● **What this exercise asks**
**A.** Locate every line in the entries that contains the string "santa" and copy each such line in full. Case counts.
**B.** Resume the essay on the Weasleys and dessert in "Cursed Child" from its final line.
───── Text ─────
Books

The Weasleys Are The True 'Cursed Child' Villains

by Emma Lord

I spent my entire childhood sustained on two pillars of truth: my love of Harry Potter , and my love of dessert. I'm oft made fun of by my parents for tethering all my significant memories to what I was eating at the time, but it's true — over a decade and a half after the fact I can tell you I was drinking hot chocolate when Quirrell took off his turban. I was eating a pink frosted sugar cookie when Cedric died. I was finishing off Trader Joe's meringues when Harry went on his ALL CAPS ANGST SPREE the summer before his fifth year. I could go on, but you get the point: I'm a nerd and a dessert fiend, and have been since before I can remember.

But in the aftermath of Harry Potter and the Cursed Child , I struggle to reconcile those two identities. For while Albus and Scorpius were battling time, and Harry was battling his inner demons, there was yet another and arguably more important thing under siege: the Weasleys versus THE ENTIRE SACRED INSTITUTION OF DESSERT.

At first Harry Potter and the Cursed Child's war against dessert is subtle and insidious. We meet Scorpius on the train; he is enjoying some sweets and offers them to Albus and Rose.

"Mum's idea — she says (sings), 'Sweets, they always help you make friends.' (He realizes singing was a mistake.) Stupid idea, probably.

We will come to find that the only shameless, staunch defender of sugar in this entire epic two-part work is one Astoria Greengrass, wife to Draco Malfoy — who also happens to get brutally offed by a blood curse. Coincidence? I think not. And look at this poor baby cinnamon roll Scorpius — already he has been conditioned by society to doubt his love for dessert, disavowing it faster than he disavows the fact that everyone thinks he's the secret time-traveling heir of Wizard Hitler.

If that doesn't just break your rotting, sugary heart, then Albus's next line will:

"I'll have some ... Mum doesn't let me have sweets."
───── Data entries ─────
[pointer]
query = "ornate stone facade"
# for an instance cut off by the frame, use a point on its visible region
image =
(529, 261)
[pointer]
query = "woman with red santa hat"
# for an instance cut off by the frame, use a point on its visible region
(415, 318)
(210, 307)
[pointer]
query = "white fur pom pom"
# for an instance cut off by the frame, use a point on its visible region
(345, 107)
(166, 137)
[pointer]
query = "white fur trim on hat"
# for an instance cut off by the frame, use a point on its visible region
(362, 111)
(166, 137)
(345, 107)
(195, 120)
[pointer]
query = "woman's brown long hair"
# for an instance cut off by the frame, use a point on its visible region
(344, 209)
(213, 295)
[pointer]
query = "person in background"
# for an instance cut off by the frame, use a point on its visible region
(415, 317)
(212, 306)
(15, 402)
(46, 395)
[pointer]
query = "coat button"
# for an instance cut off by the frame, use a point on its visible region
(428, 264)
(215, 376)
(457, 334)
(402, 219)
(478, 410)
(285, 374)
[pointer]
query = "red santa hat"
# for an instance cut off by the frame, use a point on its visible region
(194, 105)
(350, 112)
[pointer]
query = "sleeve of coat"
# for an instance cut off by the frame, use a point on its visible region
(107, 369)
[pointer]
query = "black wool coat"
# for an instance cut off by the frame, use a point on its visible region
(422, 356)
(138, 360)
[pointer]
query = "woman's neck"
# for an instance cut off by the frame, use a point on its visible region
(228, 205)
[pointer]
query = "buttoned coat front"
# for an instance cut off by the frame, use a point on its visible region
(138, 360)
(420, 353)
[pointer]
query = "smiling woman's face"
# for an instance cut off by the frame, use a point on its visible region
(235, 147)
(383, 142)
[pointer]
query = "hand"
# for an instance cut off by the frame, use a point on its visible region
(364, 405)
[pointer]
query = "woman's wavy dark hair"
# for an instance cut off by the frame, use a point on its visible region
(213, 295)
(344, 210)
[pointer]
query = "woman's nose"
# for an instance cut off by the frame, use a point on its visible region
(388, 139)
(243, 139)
─────
● **Responses to the tasks**
**A.**
query = "woman with red santa hat"
query = "red santa hat"

**B.**
Let me get this straight: Ginny Weasley doesn't let her kids have sweets? Be still my Hufflepuff heart. The little sister of the very same boys who used to sneak into the kitchens and charm house elves into surrendering pumpkin pasties is raising her kids in a dessert-less world? Honestly, no wonder Albus had issues with his father. I'd have issues with anyone who sat back in cowardice and silently supported that kind of nonsense.

But wait, my friends. The tyranny of the adult Weasley clan knows no bounds. For not 20 pages later Hermione is talking to Harry in his office when this happens.

HERMIONE: Do you fancy a toffee? Don't tell Ron.

HARRY: You're changing the subject.

HERMIONE: I truly am. Toffee?

HARRY: Can't. We're off sugar at the moment. (Beat.) You know, you can get addicted to that stuff?

I'm sorry — "Don't tell Ron"? Fierce, independent, takes-no-prisoners, one time enchanted an entire flock of paper birds to attack her now husband, is eating a toffee and says ... DON'T TELL RON???

Also, "we're off sugar at the moment"? This is a kid who was locked in a closet and ate scraps for 11 years, and his wife — who grew up in a normal, magical household, where I assume they all know spells to prevent cavities and clogged arteries or whatever — has dictated that they're off sugar? No wonder he keeps having all these stress-induced nightmares about Voldy. Also, I'm sorry, old man version of Harry, but "you can get addicted to that stuff?" You faced and defeated the greatest of evils ever known to mankind. I think you'll be OK.

More to the point, though, while we were all distracted by Delphi and her murderous shenanigans, the true villains of this narrative revealed themselves: Ronald and Ginevra Weasley.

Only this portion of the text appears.